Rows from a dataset
+ + + +

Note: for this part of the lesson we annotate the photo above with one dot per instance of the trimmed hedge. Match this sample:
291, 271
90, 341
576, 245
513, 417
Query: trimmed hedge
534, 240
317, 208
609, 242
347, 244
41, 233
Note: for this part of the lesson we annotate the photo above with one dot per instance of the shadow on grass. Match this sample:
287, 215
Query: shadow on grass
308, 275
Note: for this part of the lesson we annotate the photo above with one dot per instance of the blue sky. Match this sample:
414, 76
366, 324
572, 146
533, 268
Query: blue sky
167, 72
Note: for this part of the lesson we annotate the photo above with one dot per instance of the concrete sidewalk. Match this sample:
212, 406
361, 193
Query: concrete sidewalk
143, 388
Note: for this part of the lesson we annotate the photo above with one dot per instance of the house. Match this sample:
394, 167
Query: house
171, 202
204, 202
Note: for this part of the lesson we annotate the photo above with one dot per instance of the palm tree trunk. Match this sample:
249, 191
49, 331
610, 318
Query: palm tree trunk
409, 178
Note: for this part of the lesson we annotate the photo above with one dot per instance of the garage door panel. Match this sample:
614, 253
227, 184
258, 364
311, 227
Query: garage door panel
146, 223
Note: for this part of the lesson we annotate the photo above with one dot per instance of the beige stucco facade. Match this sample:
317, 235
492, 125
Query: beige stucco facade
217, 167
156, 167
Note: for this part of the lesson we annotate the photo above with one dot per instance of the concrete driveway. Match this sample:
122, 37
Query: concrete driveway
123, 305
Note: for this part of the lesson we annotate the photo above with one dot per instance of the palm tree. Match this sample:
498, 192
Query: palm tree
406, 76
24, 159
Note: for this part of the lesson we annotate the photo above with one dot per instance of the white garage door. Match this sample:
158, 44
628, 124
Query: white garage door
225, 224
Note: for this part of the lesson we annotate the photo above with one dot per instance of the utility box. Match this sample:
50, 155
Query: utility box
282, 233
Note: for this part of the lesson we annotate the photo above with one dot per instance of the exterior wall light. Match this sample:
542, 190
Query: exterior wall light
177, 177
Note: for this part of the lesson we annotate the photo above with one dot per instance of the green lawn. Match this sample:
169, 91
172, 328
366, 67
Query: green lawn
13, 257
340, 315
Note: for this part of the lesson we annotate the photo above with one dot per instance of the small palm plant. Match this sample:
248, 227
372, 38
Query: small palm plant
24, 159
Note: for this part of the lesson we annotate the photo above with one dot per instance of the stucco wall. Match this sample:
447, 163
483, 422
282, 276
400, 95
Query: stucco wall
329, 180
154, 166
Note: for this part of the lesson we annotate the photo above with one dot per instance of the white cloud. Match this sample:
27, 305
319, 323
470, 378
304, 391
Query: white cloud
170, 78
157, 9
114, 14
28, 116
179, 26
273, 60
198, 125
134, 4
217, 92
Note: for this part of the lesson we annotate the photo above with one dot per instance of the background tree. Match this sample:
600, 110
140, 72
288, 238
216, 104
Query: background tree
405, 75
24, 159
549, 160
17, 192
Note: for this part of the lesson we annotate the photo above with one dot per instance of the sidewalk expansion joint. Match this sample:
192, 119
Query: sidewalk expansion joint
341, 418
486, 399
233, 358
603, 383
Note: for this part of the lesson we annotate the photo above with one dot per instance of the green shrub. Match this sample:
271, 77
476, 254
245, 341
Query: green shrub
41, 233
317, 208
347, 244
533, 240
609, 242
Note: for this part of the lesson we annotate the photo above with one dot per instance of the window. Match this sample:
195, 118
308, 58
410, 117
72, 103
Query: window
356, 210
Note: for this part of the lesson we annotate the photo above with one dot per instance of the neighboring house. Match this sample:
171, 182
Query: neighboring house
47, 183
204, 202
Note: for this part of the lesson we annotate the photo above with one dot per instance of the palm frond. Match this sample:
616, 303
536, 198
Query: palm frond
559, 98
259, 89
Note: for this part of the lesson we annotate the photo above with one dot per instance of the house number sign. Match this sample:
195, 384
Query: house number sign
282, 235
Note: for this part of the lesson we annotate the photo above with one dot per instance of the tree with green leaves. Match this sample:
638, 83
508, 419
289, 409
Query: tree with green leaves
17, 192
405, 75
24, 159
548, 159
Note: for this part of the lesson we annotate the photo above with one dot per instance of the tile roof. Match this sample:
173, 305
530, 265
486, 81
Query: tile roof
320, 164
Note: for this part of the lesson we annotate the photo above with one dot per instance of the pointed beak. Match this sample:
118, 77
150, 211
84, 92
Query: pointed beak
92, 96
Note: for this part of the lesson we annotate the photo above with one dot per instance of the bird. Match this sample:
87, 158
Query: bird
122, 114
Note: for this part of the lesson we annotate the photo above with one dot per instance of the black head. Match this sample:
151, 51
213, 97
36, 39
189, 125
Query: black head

+ + + +

Take the entries and copy them out exactly.

— Answer in full —
Note: for this part of the lesson we annotate the photo above with one dot per instance of the trimmed hedge. Match this sample:
291, 271
90, 341
576, 245
513, 417
Query: trimmed hedge
534, 240
317, 208
609, 242
347, 244
41, 233
Note: for this part of the lesson we annotate the photo above with one dot per instance of the shadow on grass. Match this sample:
287, 215
Query: shadow on grass
308, 275
Note: for this part of the lesson we annotate the photo above with one dot per instance of the blue sky. Match this sample:
414, 76
366, 324
572, 146
533, 268
Query: blue sky
167, 72
Note: for this part of the lesson we annotate the photo above with one dot per instance of the concrete sidewalk. Match this sample:
212, 406
361, 193
Query: concrete sidewalk
143, 388
Note: for this part of the lesson we annotate the photo above with one dot per instance of the house. Match this sample:
394, 167
Query: house
171, 202
204, 202
Note: for this part of the lesson we annotate the photo above with one dot per instance of the palm tree trunk. Match this sample:
249, 191
49, 331
610, 318
Query: palm tree trunk
409, 178
Note: for this part of the lesson we annotate the photo above with one dot per instance of the garage door panel. Match this sample:
614, 253
227, 184
258, 364
311, 227
Query: garage door panel
146, 223
Note: for this part of the lesson we annotate the photo above with one dot per instance of the beige stucco facade. Match this sample:
317, 235
492, 125
Query: beige stucco facade
217, 167
156, 167
Note: for this part of the lesson we annotate the photo above with one dot per instance of the concrete driveway. Match this sample:
122, 37
Query: concrete driveway
123, 305
Note: for this part of the lesson we annotate the photo above with one dot per instance of the palm tree. Match this sample:
498, 192
Query: palm tree
406, 76
24, 159
Note: for this part of the lesson we annotate the photo above with one dot per instance of the white garage door. Match this sample:
158, 44
628, 124
Query: white garage door
225, 224
Note: for this part of the lesson we annotate the photo above with one dot per instance of the utility box. Match this sample:
50, 155
Query: utility box
282, 233
Note: for this part of the lesson we annotate the photo above with one dot per instance of the exterior wall light. Match this sample:
542, 190
Query: exterior wall light
177, 177
Note: for this part of the lesson we annotate the photo above with one dot per instance of the green lawn. Match this sample:
169, 91
172, 328
366, 67
Query: green lawn
13, 257
340, 315
Note: for this part of the lesson we annotate the photo above with one dot per instance of the small palm plant. Match this sample:
248, 227
372, 38
Query: small palm plant
24, 159
Note: for this part of the lesson we annotate the photo above with one dot per instance of the stucco wall. Match this sample:
447, 163
483, 422
282, 276
400, 95
Query: stucco wall
329, 180
154, 166
Note: for this part of the lesson we annotate the photo above with one dot per instance of the white cloud. Match this sample:
27, 305
319, 323
470, 378
304, 391
Query: white cloud
170, 78
157, 9
114, 14
28, 116
179, 26
273, 60
198, 125
134, 4
217, 92
Note: for this part of the lesson we annotate the photo above with one dot per instance of the background tree. Match this sample:
600, 110
140, 72
288, 238
216, 104
Query: background tree
405, 75
24, 159
549, 160
17, 192
Note: for this part of the lesson we annotate the photo above with one dot per instance of the sidewalk expansion joint. Match this sample:
192, 119
Query: sidewalk expansion joint
341, 418
486, 399
233, 358
603, 383
Note: for this part of the lesson we annotate the photo above with one dot per instance of the green shrub. Match this sample:
271, 77
476, 254
245, 341
Query: green shrub
41, 233
317, 208
347, 244
533, 240
609, 242
Note: for this part of the lesson we annotate the photo above with one dot per instance of the window. Match this sample:
195, 118
308, 58
410, 117
72, 103
Query: window
356, 210
Note: for this part of the lesson we annotate the photo above with one dot per instance of the neighboring house. Match this sample:
171, 182
Query: neighboring house
47, 183
204, 202
Note: for this part of the lesson we annotate the photo above with one dot per instance of the palm frond. Match this sample:
616, 303
536, 198
Query: palm frond
559, 98
259, 89
Note: for this part of the lesson we annotate the photo above with one dot per instance of the house number sign. Match this sample:
195, 384
Query: house number sign
282, 235
Note: for this part of the lesson we annotate the photo above with one dot per instance of the tree with green leaves. Match this sample:
638, 83
508, 419
289, 409
Query: tree with green leaves
17, 192
405, 75
24, 159
548, 159
Note: for this part of the lesson we annotate the photo above with one dot per instance of the tile roof. Match this sample:
173, 305
530, 265
486, 81
Query: tile roof
320, 164
Note: for this part of the lesson we annotate the photo above with one dot per instance of the pointed beak. Match this sample:
118, 77
150, 211
84, 92
Query: pointed beak
92, 96
Note: for this part of the lesson we annotate the photo above with one dot per instance of the bird. Match this sample:
87, 158
Query: bird
122, 114
Note: for this part of the lesson we annotate the photo above with one dot per instance of the black head. Match this sample:
151, 51
213, 97
36, 39
189, 125
Query: black head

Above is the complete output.